WRITTEN INSTRUCTION
From the MIDI System Exclusive explanation below, return the passage word for word, starting at "In all of your" and stopping after "after the Manufacturer ID.".

EXCERPTED PASSAGE
▬▬▬
Be aware what you are calling "hardware" messages are the bytes that would appear in an actual MIDI transmission on a MIDI cable. What you are calling "software" messages include an extra length indicator after the initial F0, but this only exists as part of the MIDI file specification. In a MIDI file it is important to know in advance how many bytes are part of the System Exclusive message, so a MIDI file includes a "variable-length quantity" value to indicate how many bytes follow that are part of the System Exclusive message. Be aware that a variable-length quantity can be 1 to 4 bytes. The high bit of the byte indicates if there are more bytes in the variable length quantity. The lower seven bits of each of the variable-length quantity bytes are concatenated to form the actual length value. This variable-length quantity only appears in the MIDI file, the actual System Exclusive message that is transmitted on the MIDI output port does not contain the variable-length quantity. In the Standard MIDI Files spec, see PDF page 4 (printed page 2) for how variable-length quantities work, and see PDF page 8 (printed page 6) for how System Exclusive messages are stored in a MIDI file.


SYSEX MANUFACTURER ID

Be aware that System Exclusive messages always contain a Manufacturer ID, it is right after the F0. In your examples, 41 is for Roland, 43 is for Yamaha, and 7E is for a Non-Real Time Universal System Exclusive messages. (Universal System Exclusive messages are defined by MIDI standards instead of a manufacturer.) Be aware that Manufacturer IDs can be 1 byte or 3 bytes. If the first byte is 00 then two more bytes follow in the Manufacturer ID. In the MIDI 1.0 specification, see PDF pages 39, 40, and 83 to 85 (printed pages 34, 35, and T-11 to T-13). Also see the Manufacturer ID list on this website.


SYSEX DEVICE ID

In all of your examples, the next byte after the Manufacturer ID (what you are calling a "model ID" ), is actually a "Device ID" or "Device Number". Be aware that each manufacturer can put whatever they want in their System Exclusive messages after their Manufacturer ID, and the next thing after the Manufacturer ID might not always be a Device ID. But for GM, GS, and XG messages a Device ID does appear after the Manufacturer ID.

The purpose of a Device ID is in case you need to chain together multiple devices that are the exact same manufacturer and model, you can set them to different Device IDs via their control panels, then you can send System Exclusive messages to them independently by putting their corresponding Device ID in the sysex message. There's no "list" of Device IDs, because the user can change the Device ID of their device to whatever they want. You are correct that if you are just trying to tell if the System Exclusive message is a GM, GS, or GX reset message, you don't really care what the device ID is, you should just confirm the rest of the message matches the expected reset message. (Although if you really want to check if the Device ID is in a valid range, it looks like the GM, GS, and XG formats have different allowed ranges for Device IDs.)
▬▬▬
DATA SHOWN
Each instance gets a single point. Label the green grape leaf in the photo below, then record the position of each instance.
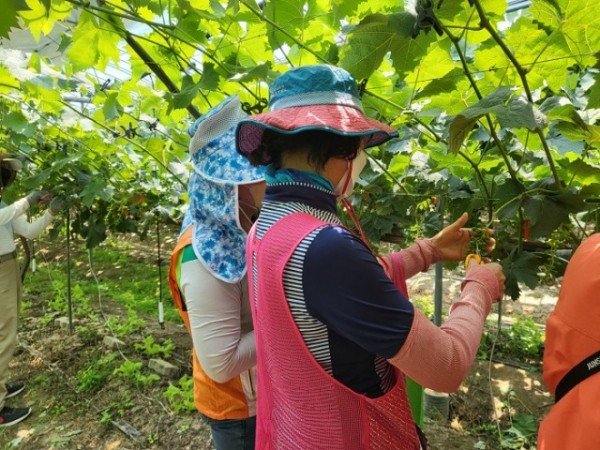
▬▬▬
ANSWER TO THIS PROBLEM
In all of your examples, the next byte after the Manufacturer ID (what you are calling a "model ID" ), is actually a "Device ID" or "Device Number". Be aware that each manufacturer can put whatever they want in their System Exclusive messages after their Manufacturer ID, and the next thing after the Manufacturer ID might not always be a Device ID. But for GM, GS, and XG messages a Device ID does appear after the Manufacturer ID.